§ How to complete this task
Your job is to write out each record precisely as it stands.

§ Task material
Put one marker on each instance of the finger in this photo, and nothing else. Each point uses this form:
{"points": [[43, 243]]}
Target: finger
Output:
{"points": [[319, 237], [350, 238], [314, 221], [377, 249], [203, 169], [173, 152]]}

§ Result of this task
Put one marker on each instance of the finger in this photo, and nothing else. Each point uses this form:
{"points": [[43, 243]]}
Target: finger
Output:
{"points": [[319, 237], [350, 238], [314, 221], [377, 249], [203, 169], [173, 152]]}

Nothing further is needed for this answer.